Классный журнал

Игорь Мартынов Игорь
Мартынов

По мостному времени

23 июня 2025 19:22
Где реки, там и мосты, но если ночи белые, то и мосты особые, с секретом. Шеф‑редактор «РП» Игорь Мартынов, наблюдая механизм разводки, погружается в мифологию и ударяется в воспоминания. И выходит сентиментальный антик‑репортаж из града, который по ночам, распрощавшись с мостами, превращается в архипелаг.

 

 

Сизиф был сед. Ночь была бела. Река билась в быки и требовала расчистить путь к заливу.

 

Говоря «Сизиф», представляешь предельное напряжение мышц, необходимое, чтоб сдвинуть огромный камень, покатить его вверх и вскарабкаться вслед за ним по склону, стократ все повторяя сызнова. Представляешь застывшее в гримасе лицо, щеку, прилипшую к камню, плечо, которым подперта глыба, обмазанная глиной, ногу, поставленную ступором вместо клина, перехватывающие ладони, особую натренированную уверенность рук, испачканных землей. В самом конце долгих усилий, измеряемых пространством без неба над головой и временем без глубины, цель будет достигнута.
※ ※ ※
**ЗАДАНИЯ:**
• a. Ответьте по фрагменту страницы о разводке мостов:
(i) Какую должность в «РП» занимает Игорь Мартынов?
(ii) Во что превращается город по ночам?
(iii) Путь куда требовала расчистить река?
• b. Для каждого утверждения укажите, согласуется ли оно с фрагментом страницы о разводке мостов. Ответ «да» или «нет» подтвердите точной цитатой.
(i) Материал датирован 23 июня 2025 года.
(ii) Сизиф в тексте описан седым.
(iii) Ночь в тексте названа тёмной.
• c. Объясните по фрагменту страницы о разводке мостов, почему город по ночам превращается в архипелаг.

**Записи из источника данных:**
※ ※ ※
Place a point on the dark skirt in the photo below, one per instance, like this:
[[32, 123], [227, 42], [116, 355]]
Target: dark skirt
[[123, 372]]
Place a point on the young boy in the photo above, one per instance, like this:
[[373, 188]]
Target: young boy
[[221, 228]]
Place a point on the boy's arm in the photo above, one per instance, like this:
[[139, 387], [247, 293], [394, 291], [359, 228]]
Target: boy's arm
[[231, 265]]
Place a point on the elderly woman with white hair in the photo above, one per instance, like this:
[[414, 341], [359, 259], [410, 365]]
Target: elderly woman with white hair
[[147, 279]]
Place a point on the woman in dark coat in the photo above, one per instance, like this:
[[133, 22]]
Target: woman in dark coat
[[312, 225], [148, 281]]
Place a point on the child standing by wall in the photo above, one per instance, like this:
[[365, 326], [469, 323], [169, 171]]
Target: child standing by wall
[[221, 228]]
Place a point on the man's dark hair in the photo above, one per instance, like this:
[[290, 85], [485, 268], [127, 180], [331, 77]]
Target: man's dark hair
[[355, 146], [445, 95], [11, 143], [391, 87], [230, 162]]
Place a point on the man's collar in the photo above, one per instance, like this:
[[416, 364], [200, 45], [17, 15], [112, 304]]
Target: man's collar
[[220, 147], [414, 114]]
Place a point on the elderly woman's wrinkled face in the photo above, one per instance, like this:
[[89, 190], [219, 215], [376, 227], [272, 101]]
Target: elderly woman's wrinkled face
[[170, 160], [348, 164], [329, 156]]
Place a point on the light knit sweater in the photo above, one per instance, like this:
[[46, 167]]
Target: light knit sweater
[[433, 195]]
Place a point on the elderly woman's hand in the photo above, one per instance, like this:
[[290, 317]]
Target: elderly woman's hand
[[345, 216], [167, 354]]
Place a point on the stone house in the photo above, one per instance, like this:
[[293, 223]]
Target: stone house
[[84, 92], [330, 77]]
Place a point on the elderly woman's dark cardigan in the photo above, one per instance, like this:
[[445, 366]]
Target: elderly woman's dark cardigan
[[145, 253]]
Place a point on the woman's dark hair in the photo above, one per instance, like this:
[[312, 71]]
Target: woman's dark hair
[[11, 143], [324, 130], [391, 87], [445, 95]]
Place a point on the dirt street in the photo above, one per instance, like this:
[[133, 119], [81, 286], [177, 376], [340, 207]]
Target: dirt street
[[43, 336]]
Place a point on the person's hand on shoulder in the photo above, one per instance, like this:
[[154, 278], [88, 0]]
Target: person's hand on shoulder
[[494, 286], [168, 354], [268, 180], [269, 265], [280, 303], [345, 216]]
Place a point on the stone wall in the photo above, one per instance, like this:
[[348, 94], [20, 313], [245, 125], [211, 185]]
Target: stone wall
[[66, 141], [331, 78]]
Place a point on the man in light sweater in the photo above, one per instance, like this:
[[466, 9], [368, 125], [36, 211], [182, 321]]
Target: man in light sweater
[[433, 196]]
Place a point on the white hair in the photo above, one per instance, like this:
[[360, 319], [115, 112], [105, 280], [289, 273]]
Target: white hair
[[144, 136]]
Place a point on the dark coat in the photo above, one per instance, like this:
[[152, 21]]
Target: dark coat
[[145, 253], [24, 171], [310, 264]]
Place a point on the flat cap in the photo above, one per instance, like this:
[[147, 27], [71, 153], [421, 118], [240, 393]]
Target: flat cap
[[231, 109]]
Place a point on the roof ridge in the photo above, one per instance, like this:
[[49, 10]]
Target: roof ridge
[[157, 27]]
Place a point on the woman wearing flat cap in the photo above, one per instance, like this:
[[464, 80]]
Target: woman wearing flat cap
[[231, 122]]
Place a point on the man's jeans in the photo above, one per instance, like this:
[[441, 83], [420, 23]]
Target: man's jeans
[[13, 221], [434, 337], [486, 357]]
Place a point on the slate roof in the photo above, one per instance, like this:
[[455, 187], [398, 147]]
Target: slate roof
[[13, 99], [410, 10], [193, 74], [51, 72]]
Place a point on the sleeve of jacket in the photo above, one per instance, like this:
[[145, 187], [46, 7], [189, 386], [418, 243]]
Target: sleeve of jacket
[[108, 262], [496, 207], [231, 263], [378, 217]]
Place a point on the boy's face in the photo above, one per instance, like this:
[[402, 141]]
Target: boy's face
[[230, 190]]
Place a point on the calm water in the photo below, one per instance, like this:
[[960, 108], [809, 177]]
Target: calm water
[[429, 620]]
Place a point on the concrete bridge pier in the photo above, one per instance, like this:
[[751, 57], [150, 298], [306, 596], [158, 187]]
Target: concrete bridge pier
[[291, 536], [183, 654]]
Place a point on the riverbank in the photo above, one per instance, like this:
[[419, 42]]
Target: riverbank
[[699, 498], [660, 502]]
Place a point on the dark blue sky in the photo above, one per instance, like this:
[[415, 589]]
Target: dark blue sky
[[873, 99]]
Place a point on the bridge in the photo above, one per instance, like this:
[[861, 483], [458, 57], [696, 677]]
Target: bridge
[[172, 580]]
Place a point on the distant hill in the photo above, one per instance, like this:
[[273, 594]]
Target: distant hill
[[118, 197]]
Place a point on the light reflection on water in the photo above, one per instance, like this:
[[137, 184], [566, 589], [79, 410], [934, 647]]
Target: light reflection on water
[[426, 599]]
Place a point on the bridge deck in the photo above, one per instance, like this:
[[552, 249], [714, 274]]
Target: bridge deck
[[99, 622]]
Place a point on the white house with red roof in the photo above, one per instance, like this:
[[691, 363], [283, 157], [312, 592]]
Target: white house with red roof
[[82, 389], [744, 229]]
※ ※ ※
**ОТВЕТЫ К ЗАДАНИЯМ:**
• a.
(i) Шеф‑редактор.
(ii) В архипелаг.
(iii) К заливу.

• b.
(i) Да: «23 июня 2025 19:22».
(ii) Да: «Сизиф был сед».
(iii) Нет: «Ночь была бела».

• c. Ночью город прощается с мостами. После разводки его части перестают быть соединены, поэтому он становится архипелагом.